* _DATASET CONTENT_

┄┄┄┄┄┄

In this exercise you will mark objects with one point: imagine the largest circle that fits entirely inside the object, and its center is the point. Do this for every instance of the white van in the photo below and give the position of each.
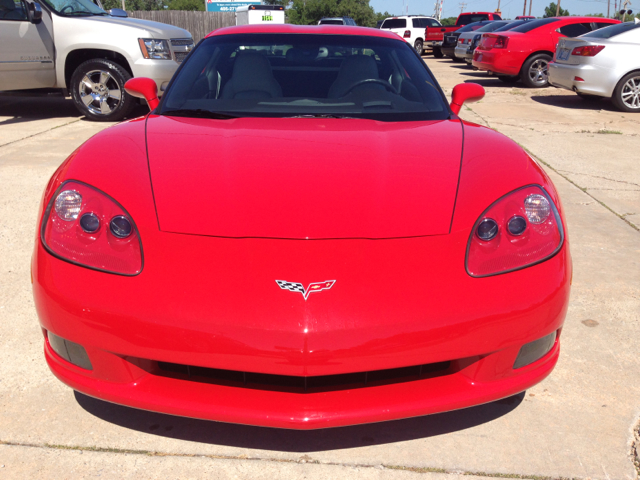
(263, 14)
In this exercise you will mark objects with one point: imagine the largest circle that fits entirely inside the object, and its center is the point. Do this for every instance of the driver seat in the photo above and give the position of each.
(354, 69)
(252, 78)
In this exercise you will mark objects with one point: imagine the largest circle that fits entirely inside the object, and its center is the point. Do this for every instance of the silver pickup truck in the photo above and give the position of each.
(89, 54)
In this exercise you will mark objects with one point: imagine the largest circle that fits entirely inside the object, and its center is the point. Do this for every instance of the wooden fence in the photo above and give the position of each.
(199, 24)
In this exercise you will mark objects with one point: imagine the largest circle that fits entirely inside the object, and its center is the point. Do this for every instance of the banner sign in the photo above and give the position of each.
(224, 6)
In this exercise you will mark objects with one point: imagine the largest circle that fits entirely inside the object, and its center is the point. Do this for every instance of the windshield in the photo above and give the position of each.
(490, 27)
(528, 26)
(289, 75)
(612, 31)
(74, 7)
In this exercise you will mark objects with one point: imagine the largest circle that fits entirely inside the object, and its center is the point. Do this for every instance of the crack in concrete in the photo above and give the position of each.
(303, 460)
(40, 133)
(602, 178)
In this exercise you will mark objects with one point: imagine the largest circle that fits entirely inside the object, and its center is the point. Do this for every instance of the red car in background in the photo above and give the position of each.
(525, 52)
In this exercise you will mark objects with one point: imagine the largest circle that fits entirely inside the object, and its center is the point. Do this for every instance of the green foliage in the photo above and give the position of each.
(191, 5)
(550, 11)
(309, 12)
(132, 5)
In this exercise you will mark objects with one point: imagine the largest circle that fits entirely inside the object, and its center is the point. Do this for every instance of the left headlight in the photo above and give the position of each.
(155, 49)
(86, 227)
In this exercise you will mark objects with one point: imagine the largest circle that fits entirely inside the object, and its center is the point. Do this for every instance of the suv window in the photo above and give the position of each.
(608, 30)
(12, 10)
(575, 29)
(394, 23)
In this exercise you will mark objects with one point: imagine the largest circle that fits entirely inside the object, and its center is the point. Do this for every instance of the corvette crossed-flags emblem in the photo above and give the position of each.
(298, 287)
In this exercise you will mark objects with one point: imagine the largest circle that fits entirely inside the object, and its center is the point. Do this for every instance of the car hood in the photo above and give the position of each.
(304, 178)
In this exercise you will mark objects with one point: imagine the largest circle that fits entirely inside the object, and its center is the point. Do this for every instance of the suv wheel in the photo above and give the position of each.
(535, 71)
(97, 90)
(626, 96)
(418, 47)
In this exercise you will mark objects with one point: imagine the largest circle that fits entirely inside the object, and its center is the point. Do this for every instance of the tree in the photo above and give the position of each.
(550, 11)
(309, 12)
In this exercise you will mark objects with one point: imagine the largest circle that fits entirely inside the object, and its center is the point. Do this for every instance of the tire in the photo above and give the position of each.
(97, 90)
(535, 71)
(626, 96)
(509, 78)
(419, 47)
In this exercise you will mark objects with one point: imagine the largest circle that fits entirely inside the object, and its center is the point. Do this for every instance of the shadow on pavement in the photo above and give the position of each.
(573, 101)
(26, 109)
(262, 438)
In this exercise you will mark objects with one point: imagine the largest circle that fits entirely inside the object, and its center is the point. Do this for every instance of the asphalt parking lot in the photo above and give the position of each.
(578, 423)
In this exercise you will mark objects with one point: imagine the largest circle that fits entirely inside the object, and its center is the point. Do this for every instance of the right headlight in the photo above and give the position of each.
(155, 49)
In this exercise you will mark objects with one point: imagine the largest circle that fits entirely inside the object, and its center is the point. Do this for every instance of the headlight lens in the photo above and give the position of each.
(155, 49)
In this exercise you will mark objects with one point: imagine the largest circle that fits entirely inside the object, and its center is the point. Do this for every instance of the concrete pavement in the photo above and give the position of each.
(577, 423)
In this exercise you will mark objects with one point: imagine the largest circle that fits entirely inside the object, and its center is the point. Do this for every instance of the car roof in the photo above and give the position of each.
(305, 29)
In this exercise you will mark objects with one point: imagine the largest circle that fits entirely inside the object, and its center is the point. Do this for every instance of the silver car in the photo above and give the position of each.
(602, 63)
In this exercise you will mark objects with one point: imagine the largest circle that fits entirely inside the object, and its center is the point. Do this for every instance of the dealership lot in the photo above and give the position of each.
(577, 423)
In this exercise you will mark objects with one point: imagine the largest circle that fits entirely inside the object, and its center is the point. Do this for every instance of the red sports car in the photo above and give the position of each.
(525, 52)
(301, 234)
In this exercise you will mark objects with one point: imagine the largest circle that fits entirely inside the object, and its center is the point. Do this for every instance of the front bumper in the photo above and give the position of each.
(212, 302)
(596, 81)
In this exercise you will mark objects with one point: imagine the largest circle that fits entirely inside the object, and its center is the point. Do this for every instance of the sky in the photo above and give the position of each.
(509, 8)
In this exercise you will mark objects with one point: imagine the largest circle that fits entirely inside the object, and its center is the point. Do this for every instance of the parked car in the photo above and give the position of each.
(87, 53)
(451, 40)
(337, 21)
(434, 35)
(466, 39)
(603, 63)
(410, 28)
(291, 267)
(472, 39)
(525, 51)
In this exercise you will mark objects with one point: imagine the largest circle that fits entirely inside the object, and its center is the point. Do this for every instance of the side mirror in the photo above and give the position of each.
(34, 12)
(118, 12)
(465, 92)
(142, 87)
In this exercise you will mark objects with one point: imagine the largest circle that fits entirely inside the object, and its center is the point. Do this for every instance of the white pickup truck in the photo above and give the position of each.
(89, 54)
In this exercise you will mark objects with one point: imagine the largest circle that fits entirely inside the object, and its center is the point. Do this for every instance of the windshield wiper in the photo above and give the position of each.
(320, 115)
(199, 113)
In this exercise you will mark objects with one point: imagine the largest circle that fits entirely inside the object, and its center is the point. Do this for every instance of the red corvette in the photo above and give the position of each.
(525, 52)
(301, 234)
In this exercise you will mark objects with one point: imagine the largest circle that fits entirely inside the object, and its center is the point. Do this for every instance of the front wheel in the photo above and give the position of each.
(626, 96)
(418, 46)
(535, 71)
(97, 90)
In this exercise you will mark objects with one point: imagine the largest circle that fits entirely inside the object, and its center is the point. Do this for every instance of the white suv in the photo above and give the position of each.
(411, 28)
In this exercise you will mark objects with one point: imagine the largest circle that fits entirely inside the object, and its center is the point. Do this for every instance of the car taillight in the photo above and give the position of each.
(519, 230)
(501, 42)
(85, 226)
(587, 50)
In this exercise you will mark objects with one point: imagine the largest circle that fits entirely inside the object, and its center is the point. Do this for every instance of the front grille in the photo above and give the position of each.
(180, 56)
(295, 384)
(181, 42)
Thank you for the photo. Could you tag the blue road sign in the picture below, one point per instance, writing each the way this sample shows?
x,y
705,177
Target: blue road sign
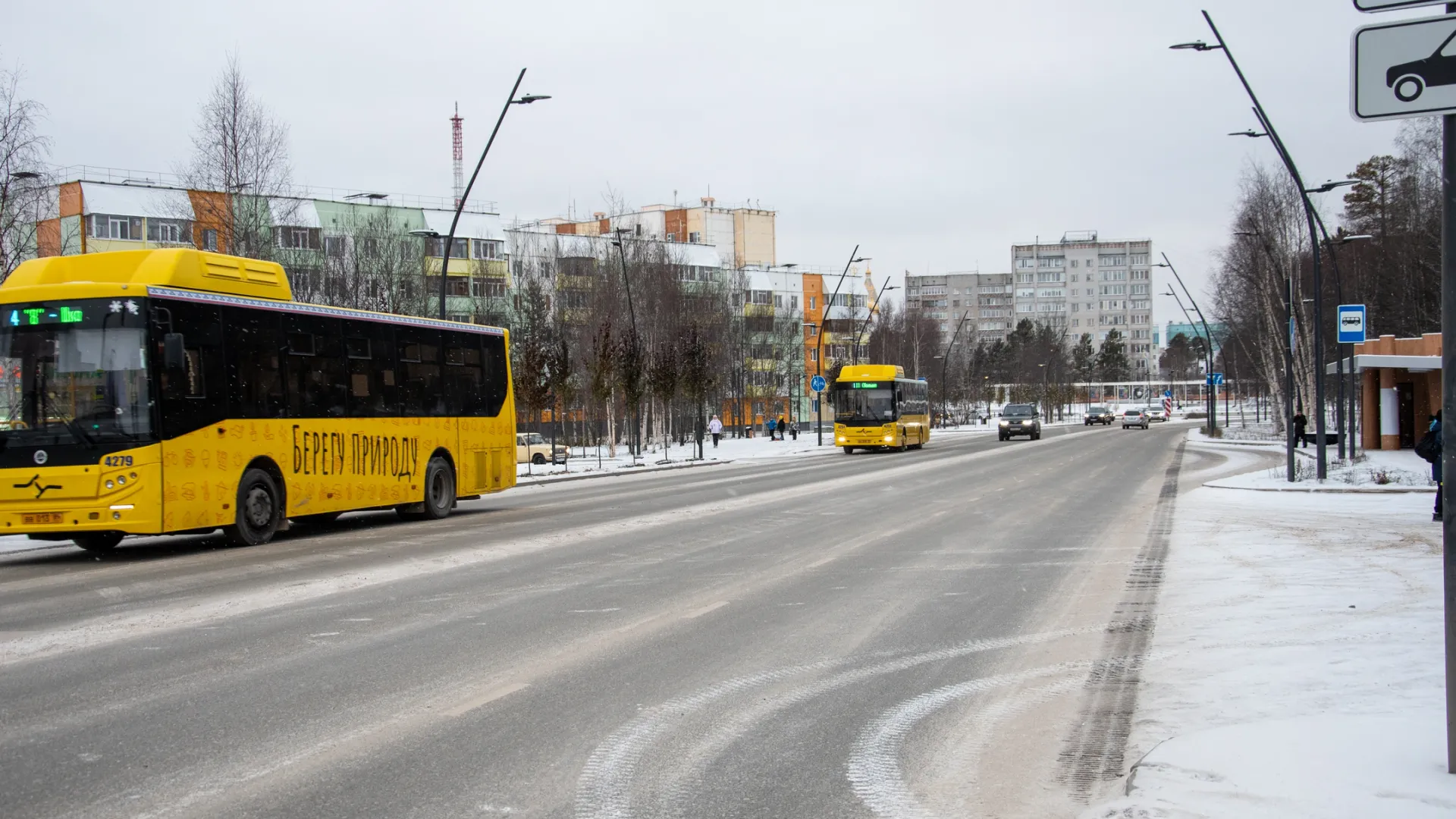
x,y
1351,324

┄┄┄┄┄┄

* _TO BE DONE_
Make an exact copy of all entries above, dropping the images.

* _FINISHED EXERCISE_
In this exercise you will mark objects with one point: imagine the largest circle that fits entirely inside the object, and its center is the point. Do this for every instance of the white van in the photo below and give the position of each.
(263, 14)
In this exercise you will mark objects with one point: imagine the largest circle that fits entirely inside the object, and its center is the point. Do this for every instance of the driver seat in the photo above and give the position of each.
(354, 69)
(252, 78)
In this exercise you will mark objects with one point: imagine the largest circle that fits entirely inside the object, and its center is the point. Do this for every instance of the silver pickup truck in the photo above and give the position of each.
(89, 54)
In this exercise you will mark objects with one point: imagine the largest circle that fits entirely inside the object, and its center is the point. Do this for every instance of the wooden fence in the photo above and give the position of each.
(199, 24)
In this exercise you will mark objects with one point: imagine the largest circle that fits entirely inside the object, and its center is the point. Do this for every instance of the banner sign in the photo above and give the position of each.
(224, 6)
In this exercise you will mark objects with one point: imagine the largest circle that fits entirely inside the object, and its center is the point. Do this for every instance of the windshield in the photo above and give the position of each.
(490, 27)
(528, 26)
(289, 75)
(612, 31)
(74, 7)
In this exercise you will mark objects with one point: imagine the largest circle that fits entirely inside the object, and its center is the point. Do this for every instance of the crack in concrete in the photo above and give the position of each.
(303, 460)
(40, 133)
(602, 178)
In this exercise you will mark objects with one point: imagine the largest circle that fits entirely inside the object, and its center is the point. Do this for every instance of the red car in background in the photo above and give the position of each.
(525, 52)
In this exercise you will mark objects with one point: imagine the largest circle that fits entirely inside the object, and its center is the point. Do this for every instance of the green foliage in the photo above and give the position of each.
(191, 5)
(550, 11)
(309, 12)
(132, 5)
In this exercise you will mark objects with one point: imagine the largest circle that fits entirely inside the object, and its center is the point. Do this for every instance of the left headlight in the photo above and give the position of each.
(155, 49)
(86, 227)
In this exercise you will mark objects with one point: imagine the largest circle that fits entirely inside the object, and its center is the point. Do this for every instance of the suv window in the photo above and give the position of each.
(608, 30)
(12, 10)
(575, 29)
(394, 23)
In this exercise you will mark objects with one point: imagine the largest circle that fits entirely inside the object, and its center is the point. Do this for every instance of the corvette crossed-flags emblem in the photo above and give the position of each.
(298, 287)
In this exercise you will mark objects with one point: imagine the largest circle that fits entirely inside the object, and its center is the point. Do this for every instance of the car hood in the photo above and give the position of each.
(304, 178)
In this exercise you will mark objects with one point: imagine the largest circle that fits entirely inside the object, and its center is the point. Do this for every instance of the suv wheel in the photo above and give the position of each.
(535, 71)
(97, 90)
(626, 96)
(418, 47)
In this exercise you will mark objects with one point: imagine the largest circle that fits entirely inside the object, and its center is the point. Do this for every instance of the tree in the photo above and give the position of each.
(550, 11)
(309, 12)
In this exercise you will mark objects with one point: imagine the largest circle that fits entirely inside the object, and its center is the point. Do this for every instance of the tire in the photo above and give the position of each.
(97, 90)
(535, 71)
(626, 96)
(509, 78)
(419, 47)
In this exercise you will mark objects with one point: imagine the largest circle that fits entirely inside the object, and its center is the point. Do this for every instance of the shadow on pavement in the photo above and give the position of each.
(573, 101)
(26, 109)
(262, 438)
In this exercise you will mark objects with one point: imagine the largest circle that fits entirely inside the object, and its center is the point. Do this for every instance of the asphalt parking lot in the photo above and give the position of each.
(578, 423)
In this exercise you will mark objects with one point: imagine the largest circle that fits entirely inside the object, and its center is the point. Do this for every instance of the right headlight in the photo above and give the position of each.
(155, 49)
In this exercise you will mark objects with one point: imagine the largest circle that fits entirely inside the object, and its center is the point. Do this for every instance of the headlight lens in the photo above and give the position of each.
(155, 49)
In this exercise you will mark objects with one point: imagine the largest circle that fits entirely inside the object, and its center is the point. Do this for every instance of the concrete pavement in the photo above and give the position of each.
(577, 423)
In this exercise you will mark objects with one point: imagine the largest circle that fits entirely inside the object, and its center is the point. Do this for every instance of the car roof in the photo above and give the position of each.
(305, 29)
In this exercise you will mark objects with one point: imagine the largest circle that fits entirely inside the object, and its center is the point. Do this for every instance of the silver car in the photo above and give the position of each.
(602, 63)
In this exercise you will mark objects with one point: imagine the largest circle that fits entirely inside the object, and its center is the point. Do this for every instance of the dealership lot in the photo above and give the position of each.
(577, 423)
In this exercise you will mark objects with one point: imagine the largest circle that fits entirely inside the object, and its center is the point. Do this for every instance of the red sports car in the photo above and give the position of each.
(525, 52)
(301, 234)
In this exercise you will mark objects with one point: imagine the largest circle that fits entirely inside the object, and its center is the point. Do this for every instance of the front bumper in the photo above and give the position of each.
(212, 302)
(596, 81)
In this exercise you will mark objects with one point: imagine the largest circle that fits entirely inside the object, and its center is the point. Do this for every instance of the sky in the photo above and give the position of each.
(509, 8)
In this exercise you will mark objects with one point: imagine the largest circle that fits entirely inside the object, and its center is the point. Do this for every instance of the parked car in the photo above and give the position of each.
(87, 53)
(451, 40)
(337, 21)
(434, 35)
(466, 39)
(603, 63)
(410, 28)
(291, 267)
(472, 39)
(525, 51)
In this exercise you will mark objects with one point: imagine the largest circle that fits entirely inside the object, and its center is the point. Do this for every instance of the side mirror in the photo above and give the position of each.
(34, 12)
(118, 12)
(465, 92)
(142, 87)
In this exercise you will mark objects with one point: imagine the largest circle that fits entirely inside the object, and its center is the point. Do this for every instance of the white pickup truck in the photo above and give the position of each.
(89, 54)
In this exercise you will mark objects with one point: imagine the largest circle that fits entirely inside the object, and its center is the point. Do this for every instance of the windshield wiper in the photo above and give the position of each.
(320, 115)
(199, 113)
In this exercise you will mark objects with one point: imagine the largest circle that fits entirely inside the object, and its center is the point. Do this for every instance of the red corvette in the photo above and give the position of each.
(525, 52)
(301, 234)
In this exercise you will mark objects with one point: imagine the largest circle that fits entirely inside the object, and its center is the point. Do this for every instance of the front wheel in the photo above and give the position of each.
(626, 96)
(418, 46)
(535, 71)
(97, 90)
In this exercise you will mark objects with one point: imagine the largest circle that fits entirely inside the object, and its center is the point. Do this for every instance of the white suv in the photo above and give the position of each.
(411, 28)
In this exercise you will mark objects with one point: imagine the largest circle that fits entirely inside the object, and its center is the point. Do this for every instance of the car taillight in the photo above and give the position of each.
(519, 230)
(501, 42)
(85, 226)
(587, 50)
In this exercise you will mark objects with one point: imagine the largest circle that fits entirely inside the object, and its center is the point. Do this for every instance of the front grille in the photo above and give the position of each.
(180, 56)
(295, 384)
(181, 42)
Thank you for the photo. Could you tag the blue road sign in the picture below, one point per instance, writing each the way this sample shows?
x,y
705,177
Target: blue road sign
x,y
1351,324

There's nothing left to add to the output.